*** Available data ***

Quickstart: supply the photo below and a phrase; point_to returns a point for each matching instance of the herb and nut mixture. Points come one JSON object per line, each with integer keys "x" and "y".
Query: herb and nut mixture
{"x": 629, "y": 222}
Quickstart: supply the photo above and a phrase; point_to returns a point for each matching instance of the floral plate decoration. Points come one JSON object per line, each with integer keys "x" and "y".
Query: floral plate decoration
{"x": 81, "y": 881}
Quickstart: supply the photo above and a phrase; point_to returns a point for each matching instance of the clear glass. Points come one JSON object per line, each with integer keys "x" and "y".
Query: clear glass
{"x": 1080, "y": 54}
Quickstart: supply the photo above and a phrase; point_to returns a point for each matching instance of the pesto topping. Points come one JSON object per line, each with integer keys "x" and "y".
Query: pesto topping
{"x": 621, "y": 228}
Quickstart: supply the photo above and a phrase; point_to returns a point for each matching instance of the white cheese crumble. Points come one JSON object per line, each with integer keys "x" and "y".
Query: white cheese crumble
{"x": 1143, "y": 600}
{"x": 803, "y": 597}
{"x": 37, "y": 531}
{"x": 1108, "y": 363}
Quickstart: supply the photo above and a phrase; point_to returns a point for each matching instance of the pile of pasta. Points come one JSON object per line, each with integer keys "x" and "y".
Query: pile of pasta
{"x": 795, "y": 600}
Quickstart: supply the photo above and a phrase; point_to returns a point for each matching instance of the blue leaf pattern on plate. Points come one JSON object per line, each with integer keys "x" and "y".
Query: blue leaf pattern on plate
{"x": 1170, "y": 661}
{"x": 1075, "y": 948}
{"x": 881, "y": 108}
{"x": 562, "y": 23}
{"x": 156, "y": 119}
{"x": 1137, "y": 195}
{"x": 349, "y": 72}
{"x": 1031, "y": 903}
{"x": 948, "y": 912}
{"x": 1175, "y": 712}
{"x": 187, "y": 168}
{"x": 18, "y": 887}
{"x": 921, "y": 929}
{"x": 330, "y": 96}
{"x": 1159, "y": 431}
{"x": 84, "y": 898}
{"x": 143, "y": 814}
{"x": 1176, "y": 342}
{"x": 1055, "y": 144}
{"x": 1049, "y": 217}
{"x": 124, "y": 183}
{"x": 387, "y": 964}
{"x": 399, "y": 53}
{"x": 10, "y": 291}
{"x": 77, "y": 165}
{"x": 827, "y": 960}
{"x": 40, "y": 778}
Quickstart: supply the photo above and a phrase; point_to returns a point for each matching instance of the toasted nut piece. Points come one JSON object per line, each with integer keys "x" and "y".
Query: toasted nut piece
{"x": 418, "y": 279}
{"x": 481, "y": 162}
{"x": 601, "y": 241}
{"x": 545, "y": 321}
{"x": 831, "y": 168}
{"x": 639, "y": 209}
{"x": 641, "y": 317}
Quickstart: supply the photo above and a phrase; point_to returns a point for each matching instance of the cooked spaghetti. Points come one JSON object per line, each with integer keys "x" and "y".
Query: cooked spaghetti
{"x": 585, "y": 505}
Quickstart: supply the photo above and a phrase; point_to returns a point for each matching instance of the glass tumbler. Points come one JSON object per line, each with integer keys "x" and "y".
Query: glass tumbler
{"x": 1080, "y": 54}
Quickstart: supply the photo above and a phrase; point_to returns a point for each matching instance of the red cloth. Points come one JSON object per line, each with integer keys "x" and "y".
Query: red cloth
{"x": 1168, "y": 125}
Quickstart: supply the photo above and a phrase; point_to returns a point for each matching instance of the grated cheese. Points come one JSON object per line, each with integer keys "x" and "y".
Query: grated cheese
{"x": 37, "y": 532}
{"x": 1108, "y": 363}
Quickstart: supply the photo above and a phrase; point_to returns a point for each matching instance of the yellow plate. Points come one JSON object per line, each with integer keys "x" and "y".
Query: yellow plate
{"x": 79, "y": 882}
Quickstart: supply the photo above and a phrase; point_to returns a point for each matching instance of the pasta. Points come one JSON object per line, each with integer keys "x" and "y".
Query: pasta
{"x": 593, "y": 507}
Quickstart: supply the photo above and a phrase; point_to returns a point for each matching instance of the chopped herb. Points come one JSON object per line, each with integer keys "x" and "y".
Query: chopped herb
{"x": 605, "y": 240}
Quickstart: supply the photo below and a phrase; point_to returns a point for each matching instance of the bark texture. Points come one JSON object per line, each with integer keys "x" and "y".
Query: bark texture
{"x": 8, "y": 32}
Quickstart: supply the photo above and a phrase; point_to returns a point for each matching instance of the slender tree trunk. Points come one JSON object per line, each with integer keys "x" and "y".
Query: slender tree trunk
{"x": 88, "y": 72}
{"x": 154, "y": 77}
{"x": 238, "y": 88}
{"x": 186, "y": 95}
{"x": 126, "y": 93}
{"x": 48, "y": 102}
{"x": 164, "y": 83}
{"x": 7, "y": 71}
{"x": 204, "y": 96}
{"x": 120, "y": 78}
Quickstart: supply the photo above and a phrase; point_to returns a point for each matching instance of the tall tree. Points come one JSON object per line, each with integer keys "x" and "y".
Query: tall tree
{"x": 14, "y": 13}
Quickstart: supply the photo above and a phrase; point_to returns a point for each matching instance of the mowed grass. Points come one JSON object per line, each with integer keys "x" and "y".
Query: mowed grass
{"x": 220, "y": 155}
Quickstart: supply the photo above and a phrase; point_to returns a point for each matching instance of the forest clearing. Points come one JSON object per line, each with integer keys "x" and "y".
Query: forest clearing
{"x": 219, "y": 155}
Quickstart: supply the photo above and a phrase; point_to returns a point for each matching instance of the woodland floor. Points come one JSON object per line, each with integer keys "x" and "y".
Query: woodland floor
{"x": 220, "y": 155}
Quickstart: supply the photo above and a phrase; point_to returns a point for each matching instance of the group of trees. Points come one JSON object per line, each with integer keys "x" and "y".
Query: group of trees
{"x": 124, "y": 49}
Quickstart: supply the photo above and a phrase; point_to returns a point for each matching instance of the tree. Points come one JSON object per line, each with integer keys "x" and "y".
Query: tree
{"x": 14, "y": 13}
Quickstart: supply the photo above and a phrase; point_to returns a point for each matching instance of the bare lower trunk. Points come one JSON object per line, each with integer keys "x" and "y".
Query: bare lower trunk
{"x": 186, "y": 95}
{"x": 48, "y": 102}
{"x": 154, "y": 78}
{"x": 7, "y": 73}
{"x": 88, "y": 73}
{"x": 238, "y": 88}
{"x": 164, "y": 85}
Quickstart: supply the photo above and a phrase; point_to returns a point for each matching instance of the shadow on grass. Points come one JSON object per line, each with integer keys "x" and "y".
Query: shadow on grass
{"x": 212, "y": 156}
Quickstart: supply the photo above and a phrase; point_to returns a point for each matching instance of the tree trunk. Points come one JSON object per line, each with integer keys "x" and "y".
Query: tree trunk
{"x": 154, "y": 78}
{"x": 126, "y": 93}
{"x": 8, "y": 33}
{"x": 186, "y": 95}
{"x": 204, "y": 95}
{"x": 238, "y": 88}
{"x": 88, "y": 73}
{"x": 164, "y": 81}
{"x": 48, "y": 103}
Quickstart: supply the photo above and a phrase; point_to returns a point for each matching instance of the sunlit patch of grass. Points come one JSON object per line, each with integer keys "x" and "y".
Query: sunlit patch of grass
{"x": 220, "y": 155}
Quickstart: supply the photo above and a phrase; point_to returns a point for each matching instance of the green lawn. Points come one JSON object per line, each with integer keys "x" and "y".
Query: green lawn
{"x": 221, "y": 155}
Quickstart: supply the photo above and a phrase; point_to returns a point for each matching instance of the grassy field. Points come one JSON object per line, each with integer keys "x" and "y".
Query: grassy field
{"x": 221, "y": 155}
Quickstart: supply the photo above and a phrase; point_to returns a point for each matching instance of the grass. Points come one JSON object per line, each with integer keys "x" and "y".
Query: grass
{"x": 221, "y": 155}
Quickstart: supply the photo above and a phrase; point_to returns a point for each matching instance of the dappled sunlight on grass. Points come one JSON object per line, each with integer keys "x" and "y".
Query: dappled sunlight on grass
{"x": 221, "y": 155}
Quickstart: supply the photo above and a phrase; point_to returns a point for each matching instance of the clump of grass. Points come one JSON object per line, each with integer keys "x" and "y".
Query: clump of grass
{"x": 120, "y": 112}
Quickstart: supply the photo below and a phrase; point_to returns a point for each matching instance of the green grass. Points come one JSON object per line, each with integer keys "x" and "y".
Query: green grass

*** End of Available data ***

Problem requirements:
Show, from the material above, each line that includes the string "below".

Result for this task:
Quickstart: supply the photo below and a phrase; point_to returns a point for each matching instance of the herb and nut mixture. Points come one JSON object per line, each with integer keys "x" and "y".
Quickstart: supply the photo below and a phrase; point_to returns a point for each matching instance of the bark texture. Points come one JSON object per line, each with integer keys "x" and "y".
Quickstart: supply the photo below and a phrase; point_to returns a point for each matching instance of the green grass. Points come one JSON object per line, each with integer keys "x" and "y".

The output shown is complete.